#### Given data

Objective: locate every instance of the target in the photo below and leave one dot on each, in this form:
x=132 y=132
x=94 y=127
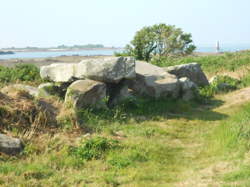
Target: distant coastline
x=6 y=53
x=60 y=48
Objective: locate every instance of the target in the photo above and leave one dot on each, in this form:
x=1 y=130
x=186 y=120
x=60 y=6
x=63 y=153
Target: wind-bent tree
x=162 y=40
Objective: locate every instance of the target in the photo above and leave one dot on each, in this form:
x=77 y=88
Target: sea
x=107 y=52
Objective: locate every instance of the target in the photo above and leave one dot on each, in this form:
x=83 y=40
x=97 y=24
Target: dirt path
x=203 y=169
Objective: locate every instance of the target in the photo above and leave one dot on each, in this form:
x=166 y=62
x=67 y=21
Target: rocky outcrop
x=188 y=89
x=50 y=89
x=85 y=93
x=192 y=71
x=110 y=70
x=9 y=145
x=153 y=81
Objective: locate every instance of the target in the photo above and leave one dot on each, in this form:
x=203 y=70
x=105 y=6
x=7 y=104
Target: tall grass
x=22 y=72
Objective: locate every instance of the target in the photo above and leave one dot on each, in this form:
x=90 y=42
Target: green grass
x=144 y=142
x=20 y=73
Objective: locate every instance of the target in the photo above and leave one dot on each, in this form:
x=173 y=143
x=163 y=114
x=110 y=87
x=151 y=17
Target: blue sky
x=114 y=22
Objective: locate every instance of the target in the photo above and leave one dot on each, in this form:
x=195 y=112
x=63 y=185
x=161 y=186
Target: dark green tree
x=161 y=40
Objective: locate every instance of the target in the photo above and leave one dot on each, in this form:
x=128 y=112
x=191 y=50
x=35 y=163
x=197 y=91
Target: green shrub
x=129 y=157
x=22 y=72
x=94 y=148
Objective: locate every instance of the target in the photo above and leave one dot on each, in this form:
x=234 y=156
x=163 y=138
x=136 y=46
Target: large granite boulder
x=154 y=81
x=50 y=89
x=60 y=72
x=192 y=71
x=109 y=69
x=85 y=93
x=9 y=145
x=188 y=89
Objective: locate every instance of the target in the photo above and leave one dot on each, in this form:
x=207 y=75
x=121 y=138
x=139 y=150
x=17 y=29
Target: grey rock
x=108 y=69
x=49 y=89
x=9 y=145
x=154 y=81
x=192 y=71
x=82 y=94
x=188 y=89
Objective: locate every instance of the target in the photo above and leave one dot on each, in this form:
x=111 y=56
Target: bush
x=161 y=40
x=23 y=72
x=94 y=148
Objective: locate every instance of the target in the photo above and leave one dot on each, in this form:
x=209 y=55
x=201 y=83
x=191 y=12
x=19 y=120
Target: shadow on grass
x=144 y=109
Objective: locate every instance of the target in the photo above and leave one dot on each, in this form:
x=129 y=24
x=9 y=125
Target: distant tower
x=217 y=47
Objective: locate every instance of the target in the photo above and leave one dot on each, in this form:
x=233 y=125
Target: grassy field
x=145 y=143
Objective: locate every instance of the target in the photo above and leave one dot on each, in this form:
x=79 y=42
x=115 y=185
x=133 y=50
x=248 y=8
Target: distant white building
x=217 y=47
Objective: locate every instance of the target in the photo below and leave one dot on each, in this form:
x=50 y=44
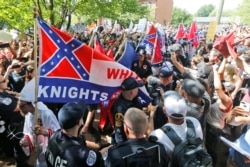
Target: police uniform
x=144 y=71
x=68 y=151
x=121 y=105
x=118 y=110
x=114 y=156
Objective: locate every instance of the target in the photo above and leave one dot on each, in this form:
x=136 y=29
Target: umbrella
x=5 y=36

########

**Direction**
Turn the lines above, from the first one through the line holding "x=203 y=169" (both included), into a JSON list of strings, one string per line. Leave out blank lines and the pictures.

**The answer**
[
  "Objective: locate every instance of the target in the photo below and leave one dot on each, in this form:",
  "x=132 y=132",
  "x=94 y=127",
  "Target: distant coastline",
  "x=6 y=53",
  "x=60 y=48",
  "Objective: locate every instance of the target in the photo above and leave one dot on each, in this form:",
  "x=1 y=130",
  "x=186 y=120",
  "x=60 y=6",
  "x=63 y=153",
  "Target: wind-bent tree",
  "x=162 y=40",
  "Objective: locate every instance of the target in the photo above and leave one dot on each, in this form:",
  "x=77 y=88",
  "Target: sea",
  "x=107 y=52",
  "Objective: locate every instance of the target in the photo above and leave one dot on each, in this form:",
  "x=83 y=40",
  "x=97 y=24",
  "Target: dirt path",
  "x=203 y=169"
]